• Given entries
****************************************

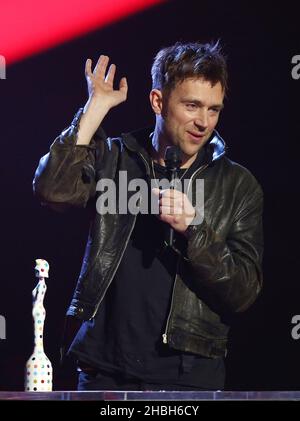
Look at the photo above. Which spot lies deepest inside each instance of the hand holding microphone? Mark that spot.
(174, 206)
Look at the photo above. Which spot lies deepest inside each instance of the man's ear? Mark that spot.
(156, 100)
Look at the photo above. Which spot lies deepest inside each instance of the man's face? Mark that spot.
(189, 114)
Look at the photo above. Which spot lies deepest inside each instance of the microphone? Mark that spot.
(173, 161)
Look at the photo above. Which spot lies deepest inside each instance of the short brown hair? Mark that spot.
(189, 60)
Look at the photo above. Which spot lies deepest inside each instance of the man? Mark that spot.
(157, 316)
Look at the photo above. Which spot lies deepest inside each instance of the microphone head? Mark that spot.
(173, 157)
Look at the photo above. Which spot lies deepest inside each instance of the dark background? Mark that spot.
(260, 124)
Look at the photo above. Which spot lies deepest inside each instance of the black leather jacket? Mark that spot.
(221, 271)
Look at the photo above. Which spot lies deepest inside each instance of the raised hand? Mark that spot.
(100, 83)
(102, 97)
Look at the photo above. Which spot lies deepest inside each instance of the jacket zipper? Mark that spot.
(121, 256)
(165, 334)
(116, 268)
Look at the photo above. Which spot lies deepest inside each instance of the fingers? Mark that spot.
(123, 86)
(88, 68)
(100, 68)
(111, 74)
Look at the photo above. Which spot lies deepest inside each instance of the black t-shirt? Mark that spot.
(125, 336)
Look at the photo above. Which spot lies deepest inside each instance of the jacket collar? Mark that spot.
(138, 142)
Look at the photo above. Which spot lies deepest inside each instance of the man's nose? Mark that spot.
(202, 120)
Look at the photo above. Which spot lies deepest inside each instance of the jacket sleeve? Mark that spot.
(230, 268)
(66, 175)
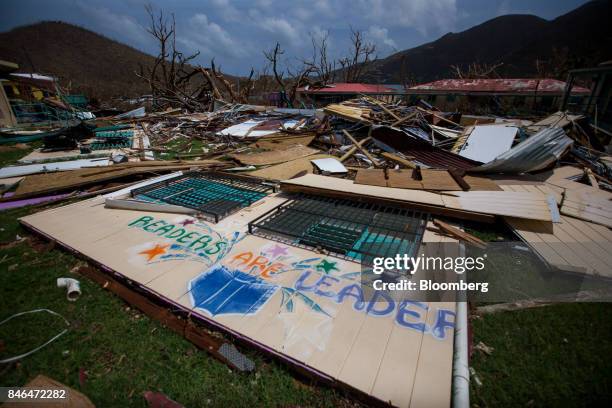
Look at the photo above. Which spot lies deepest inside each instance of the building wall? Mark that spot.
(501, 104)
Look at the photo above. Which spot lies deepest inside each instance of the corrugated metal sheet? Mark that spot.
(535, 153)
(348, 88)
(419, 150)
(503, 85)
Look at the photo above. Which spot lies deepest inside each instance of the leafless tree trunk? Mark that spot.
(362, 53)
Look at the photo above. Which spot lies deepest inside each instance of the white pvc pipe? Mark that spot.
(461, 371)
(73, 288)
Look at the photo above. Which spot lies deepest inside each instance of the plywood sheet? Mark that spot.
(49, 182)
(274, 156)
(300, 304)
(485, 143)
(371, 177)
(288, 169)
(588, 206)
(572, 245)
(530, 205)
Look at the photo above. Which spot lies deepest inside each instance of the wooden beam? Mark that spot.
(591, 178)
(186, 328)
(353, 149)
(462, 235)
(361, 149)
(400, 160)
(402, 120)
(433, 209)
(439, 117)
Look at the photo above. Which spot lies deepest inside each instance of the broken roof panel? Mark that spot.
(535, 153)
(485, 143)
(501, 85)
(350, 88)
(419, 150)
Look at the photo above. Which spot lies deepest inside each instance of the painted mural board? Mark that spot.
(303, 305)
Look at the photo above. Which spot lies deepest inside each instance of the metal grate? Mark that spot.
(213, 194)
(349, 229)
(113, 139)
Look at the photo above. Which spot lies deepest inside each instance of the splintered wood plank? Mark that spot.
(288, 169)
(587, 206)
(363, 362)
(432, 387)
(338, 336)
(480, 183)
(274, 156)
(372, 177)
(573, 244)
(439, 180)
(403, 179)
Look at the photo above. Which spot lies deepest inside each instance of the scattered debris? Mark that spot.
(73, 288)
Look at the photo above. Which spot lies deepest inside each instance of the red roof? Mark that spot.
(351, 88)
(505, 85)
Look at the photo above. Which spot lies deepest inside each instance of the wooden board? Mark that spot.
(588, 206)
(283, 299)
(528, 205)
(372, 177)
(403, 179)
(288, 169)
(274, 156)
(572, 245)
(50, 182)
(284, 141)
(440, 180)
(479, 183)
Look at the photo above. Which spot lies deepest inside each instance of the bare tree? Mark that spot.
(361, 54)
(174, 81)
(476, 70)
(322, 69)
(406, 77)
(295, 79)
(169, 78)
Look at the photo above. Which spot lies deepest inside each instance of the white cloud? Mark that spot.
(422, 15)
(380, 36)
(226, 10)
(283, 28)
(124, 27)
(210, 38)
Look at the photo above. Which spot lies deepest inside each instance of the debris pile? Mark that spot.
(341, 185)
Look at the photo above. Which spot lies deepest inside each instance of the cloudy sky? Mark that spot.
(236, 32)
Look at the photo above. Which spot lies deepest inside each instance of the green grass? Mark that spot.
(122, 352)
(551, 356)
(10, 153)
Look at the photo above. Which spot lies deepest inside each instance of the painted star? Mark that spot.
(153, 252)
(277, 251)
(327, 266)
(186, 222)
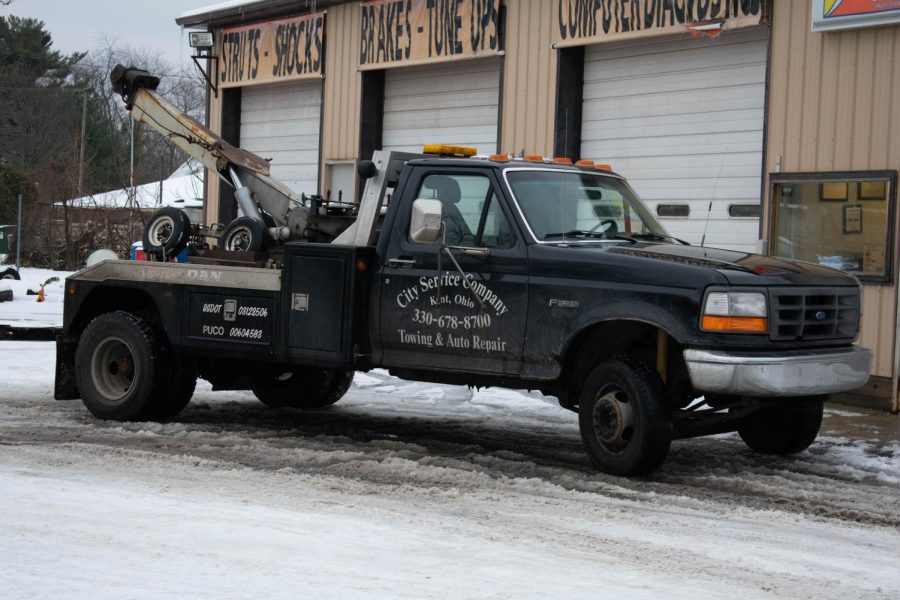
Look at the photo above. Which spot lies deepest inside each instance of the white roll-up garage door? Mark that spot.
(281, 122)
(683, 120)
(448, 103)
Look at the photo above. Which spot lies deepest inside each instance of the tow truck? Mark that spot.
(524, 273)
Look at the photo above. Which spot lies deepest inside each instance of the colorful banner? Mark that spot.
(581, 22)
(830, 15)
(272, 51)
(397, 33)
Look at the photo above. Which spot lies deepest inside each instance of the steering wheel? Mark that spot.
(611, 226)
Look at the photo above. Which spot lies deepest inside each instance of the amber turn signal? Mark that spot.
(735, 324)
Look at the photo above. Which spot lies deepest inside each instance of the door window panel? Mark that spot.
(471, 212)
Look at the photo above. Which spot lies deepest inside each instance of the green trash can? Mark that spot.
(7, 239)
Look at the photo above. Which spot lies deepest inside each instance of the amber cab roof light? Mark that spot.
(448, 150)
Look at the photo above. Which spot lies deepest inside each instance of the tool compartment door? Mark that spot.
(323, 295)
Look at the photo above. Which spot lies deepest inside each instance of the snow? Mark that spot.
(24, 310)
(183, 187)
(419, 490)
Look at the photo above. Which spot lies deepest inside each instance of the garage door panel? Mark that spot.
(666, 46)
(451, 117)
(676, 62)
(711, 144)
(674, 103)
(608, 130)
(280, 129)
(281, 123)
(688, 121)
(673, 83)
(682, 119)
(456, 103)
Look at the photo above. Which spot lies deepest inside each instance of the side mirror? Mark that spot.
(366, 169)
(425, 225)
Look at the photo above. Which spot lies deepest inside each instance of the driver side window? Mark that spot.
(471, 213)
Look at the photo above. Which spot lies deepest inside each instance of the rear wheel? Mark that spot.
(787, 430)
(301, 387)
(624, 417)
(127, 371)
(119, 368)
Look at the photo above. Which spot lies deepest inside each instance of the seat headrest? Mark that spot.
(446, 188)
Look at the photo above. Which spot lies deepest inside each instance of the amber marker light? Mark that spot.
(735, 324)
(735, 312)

****************************************

• Given request
Reproduce the entries above word for word. Pictures stay out.

• Full output
Look at the photo above. Which spot lies deepest inside each instance of the hand holding microphone? Mark that spot.
(174, 206)
Look at the photo above. Which spot lies deepest inside each instance of the man's ear? Mark that spot.
(156, 100)
Look at the photo above. Which spot lies deepest inside each instance of the man's face? Mark that spot.
(189, 114)
Look at the photo above. Which spot lies deepest inside each instance of the microphone? Mark that spot.
(173, 161)
Look at the photo above. Which spot lies deepest inside each instance of the short brown hair? Mark that spot.
(189, 60)
Look at the photo above. Which spot lies deepest inside each instance of the man? Mark that spot.
(157, 316)
Look at the photo above. Which spot lies deepest inside each instance of the microphone head? Mark that spot.
(173, 157)
Look at the photo above. Which spot lies deepest inside each instance of the dark background? Mark that spot.
(260, 124)
Look at the photo above. Which spot lies deepest inside each instance of the black leather jacket? Mark that spot.
(221, 271)
Look at the photo above. Which spot lies deepest inside each instance of the raised hand? Mark that spot.
(100, 83)
(102, 97)
Look at the photo above. Which spot lies deepest inside each instance of the jacket zipper? Mark that spot.
(121, 256)
(165, 334)
(116, 268)
Look at the photo above. Which spot lies deepest inside each instance of the fingers? Mark that spot.
(123, 86)
(88, 68)
(100, 68)
(111, 74)
Look at the photo above. Which spot lies deepest inside each instance of the black t-shirt? Mark that spot.
(125, 336)
Look at the photo above. Which spot lies deepest inside each instance of the jacket collar? Mark that spot.
(138, 142)
Look at the photo above. Which spot lies deepest inside each instance of the man's nose? Mark that spot.
(202, 120)
Look at the photo above. Which spot lies deepest inside each instance of the jacket sleeve? Mark that spot.
(230, 268)
(66, 175)
Look at the photo above. Which spot lies deepest inside each instance of the building wall? Mark that spot.
(501, 104)
Look at the photo above. Which spot lies deepest inside each instance of the corrugated metal sheet? Mark that spot.
(535, 153)
(348, 88)
(419, 150)
(503, 85)
Look at the photo above. Which spot lies deepest inside each instance of the leafless tree trunk? Mark that spot.
(362, 53)
Look at the photo above. Which spot lies deepest inside each instance of the white pvc pipe? Mark that spot.
(461, 371)
(73, 288)
Look at the photo above. Which spot lies deepest inside each instance of the plywood sheet? Mark that spot.
(49, 182)
(274, 156)
(300, 304)
(485, 143)
(371, 177)
(288, 169)
(588, 206)
(572, 245)
(530, 205)
Look at the photo above. Which spot lies deepest inside each instance of the wooden beam? Mark that spot.
(591, 178)
(186, 328)
(353, 149)
(462, 235)
(361, 149)
(400, 160)
(402, 120)
(433, 209)
(439, 117)
Look at the photo above. Which spot lies deepest inside each instance of the broken roof panel? Mark that spot.
(535, 153)
(485, 143)
(501, 85)
(350, 88)
(419, 150)
Look at the photo above. Which spot lies deepest inside each instance of the painted mural board? Mark that spot.
(303, 305)
Look at the photo above. Which spot lies deepest inside each instance of the metal grate? Mark that spot.
(213, 194)
(349, 229)
(113, 139)
Look at the photo above. Which spot lies deepest inside each instance of the splintered wood plank? Mark that spot.
(288, 169)
(587, 206)
(363, 362)
(432, 387)
(338, 336)
(480, 183)
(274, 156)
(372, 177)
(573, 244)
(439, 180)
(403, 179)
Look at the photo above. Which spot lies deepest inside each instance of the scattered debris? Mark that spot.
(73, 288)
Look at the photo above. Which spot lies deepest inside each instance of the red roof? Mark that spot.
(351, 88)
(505, 85)
Look at the photo above. Which spot lies deepest inside each instance of the wooden board? Mark that spot.
(588, 206)
(283, 299)
(528, 205)
(372, 177)
(403, 179)
(288, 169)
(274, 156)
(572, 245)
(50, 182)
(284, 141)
(440, 180)
(479, 183)
Look at the photo above. Which spot lies deepest inside each instance of the bare tree? Mark that spot.
(361, 54)
(174, 81)
(476, 70)
(322, 69)
(406, 77)
(295, 79)
(169, 78)
Look at the photo above. Which spot lies deepest inside each instance of the white cloud? Mark that spot.
(422, 15)
(380, 36)
(226, 10)
(283, 28)
(124, 27)
(210, 38)
Look at the photo above. Which spot lies deepest inside each instance of the debris pile? Mark that spot.
(341, 185)
Look at the photo above. Which spot lies deepest inside each instance of the cloudy sky? Mark that spot.
(236, 32)
Look at the photo above. Which spot lies deepest inside each instance of the green grass? Mark that spot.
(122, 352)
(551, 356)
(10, 153)
Look at the photo above. Which spot lies deepest inside each instance of the painted star? Mark that spot.
(153, 252)
(277, 251)
(327, 266)
(186, 222)
Look at the photo above. Which spot lies deepest inside each instance of the white roll-up garage door? Mark that spot.
(281, 122)
(683, 120)
(448, 103)
Look at the photo above. Which spot lies deepest inside each instance of the tow truck? Mark that spot.
(524, 273)
Look at the photo above. Which spot lies deepest inside each instance of the colorful banner? Mark that spot.
(581, 22)
(830, 15)
(272, 51)
(397, 33)
Look at the photo above. Which spot lies deepest inside each instance of the steering wheel? Mark that spot.
(611, 226)
Look at the photo above. Which spot lies deepest inside each instance of the amber turn signal? Mark that spot.
(735, 324)
Look at the photo above. Which spot lies deepest inside each instance of the door window panel? Mark that spot.
(471, 212)
Look at the photo above. Which spot lies deepest inside each instance of the green trash can? Mark that spot.
(7, 239)
Look at the photo above. Which spot lies deepest inside each instance of the amber cab roof light? Mark that spot.
(448, 150)
Look at the photo above. Which spot lies deepest inside each instance of the tool compartment door? Mark that spot.
(323, 295)
Look at the photo above. Which spot lies deepest inside each instance of the snow? Mark that spot.
(24, 310)
(183, 187)
(419, 490)
Look at the photo above. Which spot lies deepest inside each instance of the garage door panel? Mark that spot.
(666, 46)
(451, 117)
(676, 62)
(711, 144)
(674, 103)
(608, 130)
(280, 129)
(281, 123)
(688, 121)
(673, 83)
(682, 119)
(456, 103)
Look at the photo above. Which spot lies deepest inside each instance of the side mirror? Mark that spot.
(366, 169)
(425, 225)
Look at the photo above. Which spot lies deepest inside each instance of the driver side window? Mark that spot.
(471, 213)
Look at the photo above. Which spot lies deepest inside each instance of the rear wheel? Mark that spot.
(787, 430)
(301, 387)
(624, 417)
(127, 371)
(119, 368)
Look at the photo above. Which spot lies deepest inside each instance of the seat headrest? Mark that spot.
(446, 188)
Look at the photo above. Which spot lies deepest inside each instance of the amber marker light? Mark that spot.
(735, 324)
(735, 312)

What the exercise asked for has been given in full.